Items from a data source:

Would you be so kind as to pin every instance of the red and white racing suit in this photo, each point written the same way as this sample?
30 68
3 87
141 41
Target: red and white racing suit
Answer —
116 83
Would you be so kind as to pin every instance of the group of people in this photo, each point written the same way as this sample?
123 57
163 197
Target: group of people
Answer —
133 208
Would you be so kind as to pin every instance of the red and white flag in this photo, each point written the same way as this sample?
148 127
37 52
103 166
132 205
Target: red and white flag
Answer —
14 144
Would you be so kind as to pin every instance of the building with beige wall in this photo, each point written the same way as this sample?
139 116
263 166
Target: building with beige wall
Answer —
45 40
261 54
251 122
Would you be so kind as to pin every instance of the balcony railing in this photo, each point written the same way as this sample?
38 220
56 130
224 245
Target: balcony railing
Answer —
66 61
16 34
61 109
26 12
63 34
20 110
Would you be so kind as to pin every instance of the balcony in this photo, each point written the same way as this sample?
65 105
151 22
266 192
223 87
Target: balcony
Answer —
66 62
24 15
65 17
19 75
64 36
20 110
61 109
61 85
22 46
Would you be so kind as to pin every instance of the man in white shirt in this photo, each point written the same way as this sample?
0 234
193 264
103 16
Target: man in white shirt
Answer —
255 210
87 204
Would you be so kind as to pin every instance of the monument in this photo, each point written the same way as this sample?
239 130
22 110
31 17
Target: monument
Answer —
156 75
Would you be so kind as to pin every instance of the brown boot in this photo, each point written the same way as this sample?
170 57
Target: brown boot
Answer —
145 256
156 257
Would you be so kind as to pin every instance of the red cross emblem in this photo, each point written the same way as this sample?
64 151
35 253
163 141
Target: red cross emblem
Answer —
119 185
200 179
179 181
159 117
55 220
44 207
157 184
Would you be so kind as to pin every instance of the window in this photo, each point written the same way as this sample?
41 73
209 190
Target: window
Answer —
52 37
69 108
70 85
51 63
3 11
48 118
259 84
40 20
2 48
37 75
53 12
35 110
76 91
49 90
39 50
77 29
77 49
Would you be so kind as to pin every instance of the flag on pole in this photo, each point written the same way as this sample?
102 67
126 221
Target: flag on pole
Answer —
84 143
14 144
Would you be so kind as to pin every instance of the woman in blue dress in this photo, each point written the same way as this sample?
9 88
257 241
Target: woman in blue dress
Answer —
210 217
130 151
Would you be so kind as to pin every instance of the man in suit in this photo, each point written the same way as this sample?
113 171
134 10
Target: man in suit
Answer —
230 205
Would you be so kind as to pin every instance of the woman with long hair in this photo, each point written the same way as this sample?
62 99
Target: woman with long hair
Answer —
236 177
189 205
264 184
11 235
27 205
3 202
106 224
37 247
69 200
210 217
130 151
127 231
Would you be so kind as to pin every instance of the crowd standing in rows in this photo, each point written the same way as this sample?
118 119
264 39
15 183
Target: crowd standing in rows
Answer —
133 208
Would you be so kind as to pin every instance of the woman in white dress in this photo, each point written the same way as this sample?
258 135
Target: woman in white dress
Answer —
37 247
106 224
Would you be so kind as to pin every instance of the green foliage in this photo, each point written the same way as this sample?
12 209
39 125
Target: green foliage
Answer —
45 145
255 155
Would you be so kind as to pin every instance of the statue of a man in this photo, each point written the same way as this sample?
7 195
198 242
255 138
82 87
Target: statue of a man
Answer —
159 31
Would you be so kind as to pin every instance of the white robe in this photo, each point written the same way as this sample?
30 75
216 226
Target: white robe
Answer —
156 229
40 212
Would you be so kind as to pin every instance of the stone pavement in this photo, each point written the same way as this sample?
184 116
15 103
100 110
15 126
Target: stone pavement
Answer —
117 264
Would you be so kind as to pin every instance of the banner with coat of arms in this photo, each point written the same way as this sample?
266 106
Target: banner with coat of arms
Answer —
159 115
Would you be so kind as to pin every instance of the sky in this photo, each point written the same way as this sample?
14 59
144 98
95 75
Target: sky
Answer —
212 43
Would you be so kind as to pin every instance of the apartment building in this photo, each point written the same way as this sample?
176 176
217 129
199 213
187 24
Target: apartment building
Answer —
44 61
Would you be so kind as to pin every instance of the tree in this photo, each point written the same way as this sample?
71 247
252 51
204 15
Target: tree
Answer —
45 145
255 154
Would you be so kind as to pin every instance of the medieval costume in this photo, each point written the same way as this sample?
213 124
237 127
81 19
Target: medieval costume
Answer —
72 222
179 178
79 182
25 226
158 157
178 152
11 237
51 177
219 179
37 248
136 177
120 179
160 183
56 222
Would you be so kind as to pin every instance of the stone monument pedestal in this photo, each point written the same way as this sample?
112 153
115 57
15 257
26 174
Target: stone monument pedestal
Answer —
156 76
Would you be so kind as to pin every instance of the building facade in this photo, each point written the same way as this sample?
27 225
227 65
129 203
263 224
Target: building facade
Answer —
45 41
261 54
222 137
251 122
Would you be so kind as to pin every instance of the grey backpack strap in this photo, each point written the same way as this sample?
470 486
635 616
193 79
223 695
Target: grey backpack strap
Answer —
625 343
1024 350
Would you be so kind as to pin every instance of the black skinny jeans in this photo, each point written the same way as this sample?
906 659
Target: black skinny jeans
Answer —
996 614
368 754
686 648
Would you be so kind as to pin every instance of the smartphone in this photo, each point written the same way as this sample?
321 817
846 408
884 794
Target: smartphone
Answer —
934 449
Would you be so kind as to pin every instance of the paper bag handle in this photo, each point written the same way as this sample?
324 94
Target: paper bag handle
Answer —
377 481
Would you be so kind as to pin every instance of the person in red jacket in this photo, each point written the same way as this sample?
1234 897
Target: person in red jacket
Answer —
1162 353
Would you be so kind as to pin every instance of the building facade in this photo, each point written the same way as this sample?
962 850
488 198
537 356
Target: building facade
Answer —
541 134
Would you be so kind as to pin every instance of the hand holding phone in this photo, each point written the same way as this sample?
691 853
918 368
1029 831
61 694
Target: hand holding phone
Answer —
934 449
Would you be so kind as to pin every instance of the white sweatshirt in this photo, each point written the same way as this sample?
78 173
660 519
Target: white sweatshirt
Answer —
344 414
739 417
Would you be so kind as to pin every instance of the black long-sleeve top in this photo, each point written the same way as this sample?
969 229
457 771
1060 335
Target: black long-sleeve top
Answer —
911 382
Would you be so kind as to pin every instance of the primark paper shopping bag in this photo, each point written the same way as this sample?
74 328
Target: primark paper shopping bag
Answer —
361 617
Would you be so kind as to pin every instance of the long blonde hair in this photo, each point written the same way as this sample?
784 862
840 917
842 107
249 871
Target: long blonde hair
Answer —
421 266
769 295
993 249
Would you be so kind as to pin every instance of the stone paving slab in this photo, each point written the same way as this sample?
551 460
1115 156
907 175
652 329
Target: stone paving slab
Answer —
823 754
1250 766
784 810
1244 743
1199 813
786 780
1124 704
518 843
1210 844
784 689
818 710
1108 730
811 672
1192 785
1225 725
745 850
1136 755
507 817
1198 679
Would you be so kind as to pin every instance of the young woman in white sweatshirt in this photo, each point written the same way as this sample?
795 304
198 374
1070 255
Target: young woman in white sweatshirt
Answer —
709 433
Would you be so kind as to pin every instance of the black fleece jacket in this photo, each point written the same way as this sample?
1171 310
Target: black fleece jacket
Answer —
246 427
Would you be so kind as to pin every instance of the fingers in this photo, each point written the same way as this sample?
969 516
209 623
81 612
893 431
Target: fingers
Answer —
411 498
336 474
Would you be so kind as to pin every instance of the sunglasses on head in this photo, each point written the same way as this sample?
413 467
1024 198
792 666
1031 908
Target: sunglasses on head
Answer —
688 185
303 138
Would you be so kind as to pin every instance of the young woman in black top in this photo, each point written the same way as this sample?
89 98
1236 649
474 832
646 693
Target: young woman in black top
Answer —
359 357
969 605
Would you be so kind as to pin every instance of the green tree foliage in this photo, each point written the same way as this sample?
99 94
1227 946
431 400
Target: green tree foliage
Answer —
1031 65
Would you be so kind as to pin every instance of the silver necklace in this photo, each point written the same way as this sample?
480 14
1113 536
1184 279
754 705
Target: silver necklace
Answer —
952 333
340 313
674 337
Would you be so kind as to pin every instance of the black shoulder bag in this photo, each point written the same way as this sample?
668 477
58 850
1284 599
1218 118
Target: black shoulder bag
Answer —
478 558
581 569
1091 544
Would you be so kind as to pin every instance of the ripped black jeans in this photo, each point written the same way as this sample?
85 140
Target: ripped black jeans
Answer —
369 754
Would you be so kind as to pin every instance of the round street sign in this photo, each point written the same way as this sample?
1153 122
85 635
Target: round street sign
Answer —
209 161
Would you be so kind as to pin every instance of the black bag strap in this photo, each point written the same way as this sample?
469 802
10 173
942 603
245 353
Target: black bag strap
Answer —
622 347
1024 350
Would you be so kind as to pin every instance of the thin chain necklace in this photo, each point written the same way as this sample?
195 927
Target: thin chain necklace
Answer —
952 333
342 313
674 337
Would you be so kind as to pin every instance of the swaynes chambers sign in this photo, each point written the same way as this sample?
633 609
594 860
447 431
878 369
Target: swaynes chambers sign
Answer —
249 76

PROBLEM REQUIREMENTS:
In the listing above, find the line with "the black bag" and set down that line and all after it exactly, through the final line.

TASK RESULT:
Would you be so kind as to pin every instance of the black bag strap in this photo, each point written the same way as this sample?
469 802
10 173
942 603
245 353
Target: black bag strap
Answer —
622 347
1024 350
Would you be so kind as to pin every instance of the thin chain necklace in this photo, each point written the same way as this sample?
195 927
Target: thin chain necklace
Answer —
952 333
342 313
674 337
Would you be so kind as to pin every instance of the swaynes chambers sign in this photo, each point written the same way as this sample?
633 609
594 860
447 431
878 369
Target: swaynes chambers sign
Answer —
249 76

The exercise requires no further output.